# START OF Data shown

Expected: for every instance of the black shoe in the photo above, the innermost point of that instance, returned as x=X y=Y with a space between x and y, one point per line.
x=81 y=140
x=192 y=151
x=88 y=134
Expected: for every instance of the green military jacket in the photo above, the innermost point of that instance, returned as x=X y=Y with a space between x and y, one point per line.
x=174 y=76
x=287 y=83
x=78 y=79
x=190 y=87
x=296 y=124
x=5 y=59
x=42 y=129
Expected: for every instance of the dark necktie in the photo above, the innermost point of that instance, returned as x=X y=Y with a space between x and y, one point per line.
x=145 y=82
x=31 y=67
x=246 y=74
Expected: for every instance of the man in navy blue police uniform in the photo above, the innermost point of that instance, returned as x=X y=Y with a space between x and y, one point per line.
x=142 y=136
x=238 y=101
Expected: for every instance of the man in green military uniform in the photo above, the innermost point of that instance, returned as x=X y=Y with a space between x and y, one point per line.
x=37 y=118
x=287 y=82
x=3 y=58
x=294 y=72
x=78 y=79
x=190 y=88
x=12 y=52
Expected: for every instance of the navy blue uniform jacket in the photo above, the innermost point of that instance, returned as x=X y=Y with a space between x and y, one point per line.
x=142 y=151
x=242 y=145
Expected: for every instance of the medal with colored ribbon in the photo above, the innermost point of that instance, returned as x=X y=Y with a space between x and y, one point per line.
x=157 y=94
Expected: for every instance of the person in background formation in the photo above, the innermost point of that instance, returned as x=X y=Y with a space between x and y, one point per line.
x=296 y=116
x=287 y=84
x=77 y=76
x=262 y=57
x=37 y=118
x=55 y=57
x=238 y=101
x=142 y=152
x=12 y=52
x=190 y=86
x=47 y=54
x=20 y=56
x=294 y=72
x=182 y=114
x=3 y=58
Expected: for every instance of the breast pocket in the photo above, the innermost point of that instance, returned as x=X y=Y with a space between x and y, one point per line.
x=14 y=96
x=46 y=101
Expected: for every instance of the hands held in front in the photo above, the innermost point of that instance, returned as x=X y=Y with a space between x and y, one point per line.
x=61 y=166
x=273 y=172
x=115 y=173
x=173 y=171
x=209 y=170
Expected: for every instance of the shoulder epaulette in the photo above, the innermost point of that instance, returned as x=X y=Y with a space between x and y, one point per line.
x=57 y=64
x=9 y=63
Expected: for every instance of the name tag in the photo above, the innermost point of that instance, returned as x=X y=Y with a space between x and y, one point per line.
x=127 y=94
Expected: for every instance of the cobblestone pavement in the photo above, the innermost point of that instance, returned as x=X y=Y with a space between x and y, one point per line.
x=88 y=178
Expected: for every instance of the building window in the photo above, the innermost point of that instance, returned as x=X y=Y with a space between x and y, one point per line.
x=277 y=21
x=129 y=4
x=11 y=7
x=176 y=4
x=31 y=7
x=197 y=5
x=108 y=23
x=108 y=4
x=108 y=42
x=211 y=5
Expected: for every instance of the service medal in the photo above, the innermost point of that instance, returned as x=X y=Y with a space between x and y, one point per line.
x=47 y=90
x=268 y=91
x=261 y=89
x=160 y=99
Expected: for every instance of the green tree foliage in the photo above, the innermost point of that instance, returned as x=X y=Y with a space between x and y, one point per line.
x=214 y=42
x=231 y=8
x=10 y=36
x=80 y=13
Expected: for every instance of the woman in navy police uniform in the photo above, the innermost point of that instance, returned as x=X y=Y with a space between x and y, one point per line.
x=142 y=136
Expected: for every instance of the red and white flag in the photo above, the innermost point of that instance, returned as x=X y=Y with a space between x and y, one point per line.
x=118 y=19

# END OF Data shown
# START OF Data shown

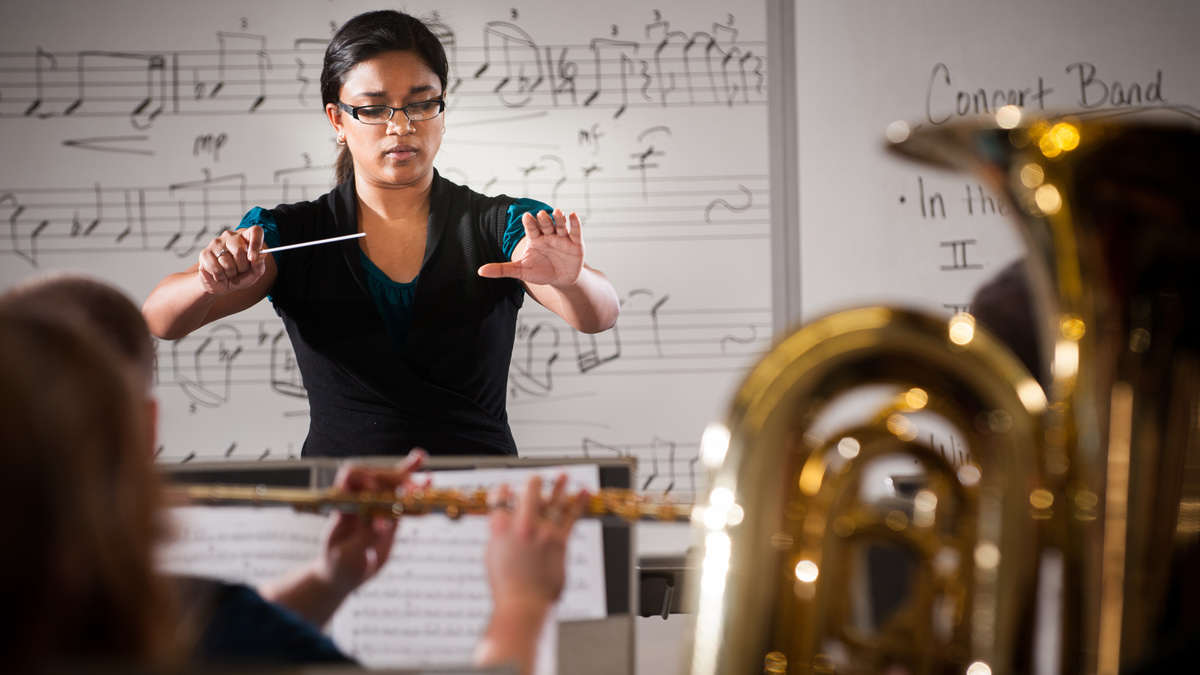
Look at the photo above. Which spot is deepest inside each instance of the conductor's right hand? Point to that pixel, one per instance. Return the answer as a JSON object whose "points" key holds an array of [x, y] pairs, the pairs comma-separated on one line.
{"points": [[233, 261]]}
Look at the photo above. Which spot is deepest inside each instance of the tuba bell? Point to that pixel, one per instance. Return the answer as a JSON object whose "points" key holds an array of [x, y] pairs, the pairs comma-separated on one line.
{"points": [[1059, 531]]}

# END OF Data shown

Pull out every line in the records above that contains the word "separated", and copy each one in full.

Look at the photo above. Which spot is deepest inside each instance of the conductor's right hand? Point to that pixel, one per instance. Return the answer as a JSON object whose "points" key holds an array of [x, y] pairs, the pairs comma-separated on one line.
Look at the photo above. Which spot is deepest inside each instance of the tuba bell? Point to that pixel, one per instance. Return the answer as a JSON object whose "points" key holds an array of [x, y] pairs, the pairs comma-separated on one line.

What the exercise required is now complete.